▶ [WHAT THE TASK REQUIRES]:
Copy verbatim the lines between the line holding "To accomplish: interact with the roof finial." and the line holding "[59,13,75,37]", inclusive.

▶ [LISTED RECORDS]:
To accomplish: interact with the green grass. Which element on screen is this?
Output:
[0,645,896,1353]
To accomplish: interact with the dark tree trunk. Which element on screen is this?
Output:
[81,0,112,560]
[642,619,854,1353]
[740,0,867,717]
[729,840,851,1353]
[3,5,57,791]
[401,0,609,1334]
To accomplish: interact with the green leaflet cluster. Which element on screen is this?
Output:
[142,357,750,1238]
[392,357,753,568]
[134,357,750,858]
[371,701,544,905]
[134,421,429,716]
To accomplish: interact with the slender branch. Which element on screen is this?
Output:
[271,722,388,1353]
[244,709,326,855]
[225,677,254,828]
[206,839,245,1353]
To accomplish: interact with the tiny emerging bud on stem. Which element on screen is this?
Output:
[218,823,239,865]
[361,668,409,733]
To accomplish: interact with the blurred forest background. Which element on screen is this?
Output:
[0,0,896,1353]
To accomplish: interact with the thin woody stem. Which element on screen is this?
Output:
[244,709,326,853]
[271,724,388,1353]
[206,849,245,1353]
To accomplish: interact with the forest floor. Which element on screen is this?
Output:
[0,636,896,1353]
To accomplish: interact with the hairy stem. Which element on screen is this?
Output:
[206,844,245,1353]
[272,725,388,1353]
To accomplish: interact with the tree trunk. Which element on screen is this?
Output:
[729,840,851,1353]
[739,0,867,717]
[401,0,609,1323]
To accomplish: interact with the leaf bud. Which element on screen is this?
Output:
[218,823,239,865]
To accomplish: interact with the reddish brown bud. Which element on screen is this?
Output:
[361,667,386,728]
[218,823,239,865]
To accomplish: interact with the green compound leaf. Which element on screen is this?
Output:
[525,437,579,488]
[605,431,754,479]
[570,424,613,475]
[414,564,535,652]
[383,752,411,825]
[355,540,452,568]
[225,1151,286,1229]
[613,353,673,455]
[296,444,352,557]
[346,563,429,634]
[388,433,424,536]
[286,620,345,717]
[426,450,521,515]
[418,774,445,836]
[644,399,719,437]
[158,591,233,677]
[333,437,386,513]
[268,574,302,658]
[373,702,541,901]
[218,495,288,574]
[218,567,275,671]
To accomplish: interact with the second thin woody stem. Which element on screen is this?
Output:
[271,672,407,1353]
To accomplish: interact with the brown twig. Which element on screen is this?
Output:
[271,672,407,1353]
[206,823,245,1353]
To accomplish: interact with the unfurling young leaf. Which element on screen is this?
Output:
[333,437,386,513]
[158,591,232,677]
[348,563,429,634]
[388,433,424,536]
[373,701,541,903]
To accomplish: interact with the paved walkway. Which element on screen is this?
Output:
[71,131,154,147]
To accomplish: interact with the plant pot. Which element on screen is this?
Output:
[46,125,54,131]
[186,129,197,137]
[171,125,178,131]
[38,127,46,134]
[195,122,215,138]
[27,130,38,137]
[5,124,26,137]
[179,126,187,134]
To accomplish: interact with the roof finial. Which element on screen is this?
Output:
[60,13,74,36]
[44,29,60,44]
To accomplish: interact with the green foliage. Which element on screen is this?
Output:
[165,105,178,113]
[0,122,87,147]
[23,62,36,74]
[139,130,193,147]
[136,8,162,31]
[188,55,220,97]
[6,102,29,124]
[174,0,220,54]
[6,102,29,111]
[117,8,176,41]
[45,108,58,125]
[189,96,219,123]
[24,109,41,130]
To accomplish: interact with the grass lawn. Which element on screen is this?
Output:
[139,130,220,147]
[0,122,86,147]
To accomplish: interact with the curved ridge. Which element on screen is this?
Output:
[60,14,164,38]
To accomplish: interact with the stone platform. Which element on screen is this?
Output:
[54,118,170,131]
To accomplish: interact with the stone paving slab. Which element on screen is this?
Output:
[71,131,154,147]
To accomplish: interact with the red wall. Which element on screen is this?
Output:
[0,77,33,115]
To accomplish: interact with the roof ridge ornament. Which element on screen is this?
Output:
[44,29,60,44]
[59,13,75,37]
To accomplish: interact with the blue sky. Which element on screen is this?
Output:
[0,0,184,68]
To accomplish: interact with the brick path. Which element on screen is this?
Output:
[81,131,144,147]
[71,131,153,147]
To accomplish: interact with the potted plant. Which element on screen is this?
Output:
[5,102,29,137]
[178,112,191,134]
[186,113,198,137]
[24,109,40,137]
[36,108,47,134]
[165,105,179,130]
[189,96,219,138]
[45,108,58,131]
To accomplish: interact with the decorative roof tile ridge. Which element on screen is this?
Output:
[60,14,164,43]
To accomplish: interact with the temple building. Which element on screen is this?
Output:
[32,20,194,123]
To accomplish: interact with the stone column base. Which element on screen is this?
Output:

▶ [CORRECT ANSWER]:
To accomplish: interact with the roof finial. Which element on screen is this?
Output:
[60,13,74,36]
[44,29,60,44]
To accomplish: interact with the green foliage. Which element on screen is this?
Output:
[165,105,178,113]
[0,122,87,147]
[23,62,36,74]
[139,130,193,147]
[136,8,162,31]
[188,55,220,97]
[6,102,29,124]
[174,0,220,54]
[6,102,29,111]
[117,8,176,41]
[45,108,58,125]
[189,96,219,123]
[24,109,41,130]
To accomplish: interact with the grass lawn. Which element on screen is this?
Output:
[139,130,220,147]
[0,122,86,147]
To accomplish: interact with the curved ridge. Which element on screen is this?
Output:
[60,14,164,38]
To accomplish: interact with the stone platform. Which element on screen is this?
Output:
[54,118,170,131]
To accomplish: interact with the stone paving slab. Which element on screen is this?
Output:
[71,131,154,147]
To accomplish: interact with the red wall. Which element on screen is this?
Output:
[0,77,33,115]
To accomplish: interact with the roof ridge ornament. Which element on screen is this?
Output:
[44,29,60,44]
[59,13,75,37]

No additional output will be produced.